Copy each of the records below word for word, keeping every line in the order given.
'''
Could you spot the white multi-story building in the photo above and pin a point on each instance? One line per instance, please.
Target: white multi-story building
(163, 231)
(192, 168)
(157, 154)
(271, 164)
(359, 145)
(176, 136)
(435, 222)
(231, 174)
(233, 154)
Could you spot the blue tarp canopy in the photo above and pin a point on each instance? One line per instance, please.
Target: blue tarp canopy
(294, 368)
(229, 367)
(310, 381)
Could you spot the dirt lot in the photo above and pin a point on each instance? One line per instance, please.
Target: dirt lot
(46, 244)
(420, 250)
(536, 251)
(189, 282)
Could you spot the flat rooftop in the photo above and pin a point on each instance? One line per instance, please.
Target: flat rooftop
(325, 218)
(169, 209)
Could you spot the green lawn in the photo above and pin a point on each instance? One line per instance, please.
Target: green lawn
'''
§ The solution
Could you spot the white multi-story building in the photo above and pin a point on each instance? One line per instance, please.
Target: white multi-story building
(163, 231)
(192, 168)
(157, 154)
(271, 164)
(359, 145)
(176, 136)
(435, 222)
(231, 174)
(233, 154)
Could you spot the blue tarp canopy in the photo above and pin a point on each instance? One line per instance, please.
Target: blue tarp canopy
(294, 368)
(229, 367)
(310, 381)
Could you spot the dirt lot in the photo above and pin a point on each instance? One line per instance, please.
Target: dirt lot
(46, 244)
(420, 250)
(536, 251)
(189, 282)
Could you spot the flat rooftop in the photo above and pin a point on each instance? One line per instance, please.
Target: flat rooftop
(325, 218)
(169, 209)
Could you spot the green lawn in the photo above and pin a point on each instance? One line per instance, please.
Target: green lawn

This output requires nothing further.